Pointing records
■ ■ ■

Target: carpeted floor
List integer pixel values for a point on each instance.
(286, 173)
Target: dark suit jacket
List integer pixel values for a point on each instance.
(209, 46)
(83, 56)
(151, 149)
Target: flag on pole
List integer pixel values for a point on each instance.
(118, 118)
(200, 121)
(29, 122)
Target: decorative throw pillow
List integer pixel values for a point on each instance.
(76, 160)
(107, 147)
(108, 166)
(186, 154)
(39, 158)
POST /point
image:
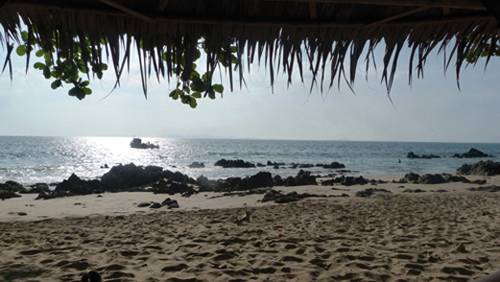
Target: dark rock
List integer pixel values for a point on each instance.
(122, 177)
(259, 180)
(51, 195)
(411, 155)
(76, 186)
(278, 181)
(205, 184)
(165, 186)
(487, 168)
(38, 188)
(424, 179)
(155, 205)
(269, 163)
(233, 164)
(473, 153)
(454, 178)
(370, 191)
(485, 189)
(197, 165)
(143, 204)
(334, 165)
(431, 179)
(414, 191)
(4, 194)
(302, 178)
(345, 180)
(11, 189)
(280, 198)
(170, 204)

■ ■ ■

# [GIVEN INSTRUCTION]
Rename "dark rock" to "dark stone" throughout the part of the rows that opens with the line containing "POST /point" and closes with the last of the rows. Reproduce that part with nothing else changed, and leave the pictures out of your answer.

# [EXPECTED ANSWER]
POST /point
image:
Target: dark stone
List integer pixel values for a point on each instance.
(122, 177)
(259, 180)
(51, 195)
(411, 155)
(76, 186)
(278, 181)
(205, 184)
(165, 186)
(487, 168)
(38, 188)
(424, 179)
(155, 205)
(269, 163)
(233, 164)
(473, 153)
(454, 178)
(370, 191)
(485, 189)
(197, 165)
(143, 204)
(334, 165)
(431, 179)
(414, 191)
(4, 194)
(302, 178)
(345, 180)
(11, 189)
(280, 198)
(170, 204)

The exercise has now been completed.